:: WHAT IS NEEDED ::
Print the records exactly as given.

:: GIVEN DATA ::

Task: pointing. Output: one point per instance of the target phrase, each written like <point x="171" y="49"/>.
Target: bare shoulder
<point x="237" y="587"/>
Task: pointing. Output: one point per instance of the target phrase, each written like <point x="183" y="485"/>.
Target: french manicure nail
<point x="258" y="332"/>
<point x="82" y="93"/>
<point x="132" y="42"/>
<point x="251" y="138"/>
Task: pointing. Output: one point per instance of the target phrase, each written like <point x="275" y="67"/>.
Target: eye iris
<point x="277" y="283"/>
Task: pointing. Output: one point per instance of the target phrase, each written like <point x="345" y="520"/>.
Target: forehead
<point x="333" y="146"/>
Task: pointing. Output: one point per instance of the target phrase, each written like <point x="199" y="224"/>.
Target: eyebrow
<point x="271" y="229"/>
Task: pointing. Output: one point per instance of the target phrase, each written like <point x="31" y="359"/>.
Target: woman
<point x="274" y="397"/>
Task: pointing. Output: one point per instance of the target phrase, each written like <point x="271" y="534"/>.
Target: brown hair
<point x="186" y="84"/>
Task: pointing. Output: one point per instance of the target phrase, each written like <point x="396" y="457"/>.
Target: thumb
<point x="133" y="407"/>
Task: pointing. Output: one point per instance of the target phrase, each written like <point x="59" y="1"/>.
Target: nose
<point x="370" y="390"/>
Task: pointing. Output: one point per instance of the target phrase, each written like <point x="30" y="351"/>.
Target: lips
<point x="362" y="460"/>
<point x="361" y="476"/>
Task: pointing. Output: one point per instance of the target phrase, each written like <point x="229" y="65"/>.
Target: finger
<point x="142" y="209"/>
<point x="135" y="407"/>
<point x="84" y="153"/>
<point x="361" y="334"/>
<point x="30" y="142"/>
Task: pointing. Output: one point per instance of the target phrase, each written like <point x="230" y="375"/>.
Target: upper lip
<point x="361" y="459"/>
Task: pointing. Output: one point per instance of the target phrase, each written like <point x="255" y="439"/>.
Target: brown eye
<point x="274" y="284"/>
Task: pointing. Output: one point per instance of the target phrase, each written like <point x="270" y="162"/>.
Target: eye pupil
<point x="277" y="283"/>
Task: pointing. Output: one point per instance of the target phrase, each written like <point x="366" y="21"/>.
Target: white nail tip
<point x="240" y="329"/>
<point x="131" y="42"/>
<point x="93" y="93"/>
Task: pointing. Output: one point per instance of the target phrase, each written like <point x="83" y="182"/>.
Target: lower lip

:: ANSWER BOX ::
Task: pointing. Output: one point per instance of the target phrase, each written like <point x="171" y="49"/>.
Target: bare shoulder
<point x="237" y="587"/>
Task: pointing. Output: one point per instance of the target phrase, each written like <point x="183" y="485"/>.
Target: french manicure nail
<point x="258" y="332"/>
<point x="82" y="93"/>
<point x="132" y="42"/>
<point x="251" y="138"/>
Task: pointing. Output: one point per instance of the target phrase, each written like <point x="275" y="67"/>.
Target: eye iris
<point x="277" y="283"/>
Task: pointing. Output: one point per instance of the target phrase, each written like <point x="345" y="520"/>.
Target: forehead
<point x="333" y="146"/>
Task: pointing. Output: one point per instance of the target phrase, each written like <point x="199" y="224"/>.
Target: eyebrow
<point x="271" y="229"/>
Task: pointing. Output: one point per instance of the target phrase, each written like <point x="31" y="359"/>.
Target: woman
<point x="274" y="397"/>
Task: pointing. Output: one point per instance of the target phrase, each written like <point x="271" y="534"/>.
Target: brown hair
<point x="186" y="84"/>
Task: pointing. Output: one point per instance of the target phrase, each written like <point x="396" y="457"/>.
Target: thumb
<point x="133" y="407"/>
Task: pointing. Output: one point per instance of the target phrase, each written like <point x="59" y="1"/>.
Target: nose
<point x="370" y="390"/>
Task: pointing. Output: one point per instance of the target phrase, each written like <point x="30" y="351"/>.
Target: lips
<point x="362" y="460"/>
<point x="361" y="476"/>
Task: pointing. Output: one point per instance of the target phrase, each written like <point x="229" y="65"/>.
Target: finger
<point x="142" y="209"/>
<point x="135" y="407"/>
<point x="84" y="153"/>
<point x="361" y="334"/>
<point x="30" y="142"/>
Task: pointing. Output: one point per instance of the target phrase, each written like <point x="230" y="375"/>.
Target: upper lip
<point x="361" y="459"/>
Task: pointing. Output: one point per instance of the target phrase, each written like <point x="255" y="439"/>.
Target: brown eye
<point x="274" y="284"/>
Task: pointing. Output: one point per instance of the target phrase, each written like <point x="270" y="162"/>.
Target: eye pupil
<point x="277" y="283"/>
Task: pointing. Output: one point per instance of the target phrase, each written like <point x="366" y="21"/>.
Target: white nail tip
<point x="240" y="329"/>
<point x="131" y="42"/>
<point x="93" y="93"/>
Task: pointing. Output: one point per instance of the target phrase, each written like <point x="83" y="182"/>.
Target: lower lip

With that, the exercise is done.